DATA SHOWN:
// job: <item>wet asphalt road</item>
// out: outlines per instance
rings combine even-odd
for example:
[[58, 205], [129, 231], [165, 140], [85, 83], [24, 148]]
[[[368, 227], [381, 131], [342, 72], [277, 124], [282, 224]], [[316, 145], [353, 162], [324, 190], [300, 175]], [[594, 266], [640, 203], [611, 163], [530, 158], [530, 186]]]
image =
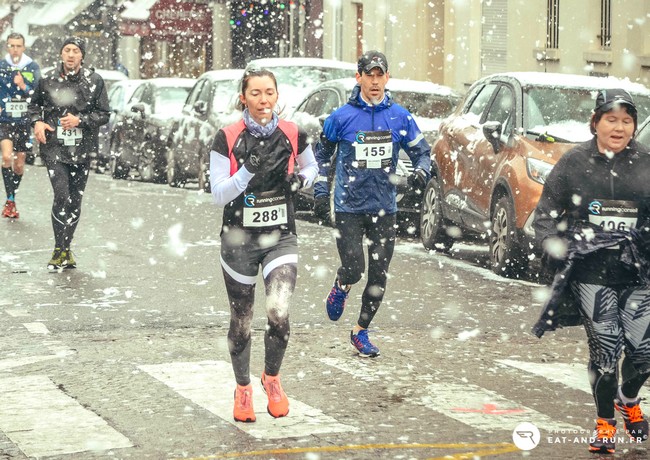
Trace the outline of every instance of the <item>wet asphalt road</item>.
[[[192, 185], [94, 173], [84, 200], [76, 270], [46, 269], [44, 167], [27, 170], [20, 219], [0, 221], [0, 459], [595, 458], [581, 439], [595, 414], [584, 332], [533, 337], [544, 288], [493, 275], [481, 245], [443, 255], [400, 237], [372, 325], [382, 356], [368, 360], [348, 343], [362, 288], [338, 322], [327, 319], [333, 229], [300, 220], [282, 368], [292, 411], [273, 420], [260, 399], [258, 422], [242, 426], [230, 414], [220, 209]], [[523, 422], [540, 431], [532, 450], [513, 443]], [[618, 458], [646, 458], [626, 441]]]

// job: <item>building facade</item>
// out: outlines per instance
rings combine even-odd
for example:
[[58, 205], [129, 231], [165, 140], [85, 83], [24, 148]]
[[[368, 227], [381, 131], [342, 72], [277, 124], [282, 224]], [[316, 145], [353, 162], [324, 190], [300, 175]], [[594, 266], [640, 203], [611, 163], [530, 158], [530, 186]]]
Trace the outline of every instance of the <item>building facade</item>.
[[650, 86], [650, 0], [0, 0], [2, 38], [48, 65], [65, 35], [91, 65], [196, 77], [257, 57], [355, 62], [464, 90], [500, 71], [612, 75]]

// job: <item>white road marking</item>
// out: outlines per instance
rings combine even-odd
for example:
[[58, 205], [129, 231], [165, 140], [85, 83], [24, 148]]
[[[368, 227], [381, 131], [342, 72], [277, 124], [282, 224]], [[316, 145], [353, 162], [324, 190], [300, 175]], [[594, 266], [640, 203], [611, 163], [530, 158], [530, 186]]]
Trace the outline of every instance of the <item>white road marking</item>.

TASK GOAL: Repeat the data exactly. Pictures should not appear.

ANSWER TO THE EXERCISE:
// job: <item>wet asphalt road</item>
// out: outlines per instance
rings combine even-odd
for example:
[[58, 205], [129, 231], [165, 140], [85, 83], [24, 148]]
[[[368, 227], [381, 131], [342, 72], [277, 124], [282, 224]], [[316, 145], [353, 162], [324, 190], [300, 175]], [[594, 266], [640, 203], [611, 163], [530, 158], [530, 186]]]
image =
Trace the outline of every instance of the <item>wet asphalt road</item>.
[[[192, 185], [94, 173], [84, 200], [76, 270], [46, 269], [44, 167], [27, 170], [20, 219], [0, 221], [0, 459], [595, 458], [581, 439], [595, 414], [584, 332], [533, 337], [544, 288], [493, 275], [481, 245], [443, 255], [400, 237], [372, 325], [382, 356], [368, 360], [348, 343], [362, 288], [338, 322], [327, 319], [333, 229], [300, 220], [282, 368], [292, 411], [273, 420], [260, 399], [258, 422], [242, 426], [230, 414], [220, 209]], [[523, 422], [540, 431], [532, 450], [513, 443]], [[618, 458], [646, 458], [626, 441]]]

// job: <item>building facade</item>
// out: outlines per instance
rings combine even-odd
for example:
[[58, 205], [129, 231], [165, 140], [85, 83], [24, 148]]
[[[368, 227], [381, 131], [342, 72], [277, 124], [282, 224]], [[316, 145], [353, 162], [324, 190], [300, 175]], [[594, 266], [640, 203], [611, 163], [530, 158], [530, 186]]]
Trace the outline of every instance of the <item>building facade</item>.
[[650, 86], [650, 0], [0, 0], [2, 38], [48, 65], [65, 35], [91, 65], [196, 77], [257, 57], [355, 62], [464, 90], [500, 71], [612, 75]]

// job: <item>white road marking</item>
// out: outlines per instance
rings combine even-odd
for example:
[[58, 205], [129, 231], [165, 140], [85, 83], [24, 148]]
[[[368, 227], [381, 131], [342, 72], [277, 124], [282, 224]], [[316, 145], [353, 162], [324, 190], [300, 175]], [[594, 266], [640, 203], [611, 163], [530, 158], [530, 186]]]
Trace the outline of every instance of the <item>white road marking</item>.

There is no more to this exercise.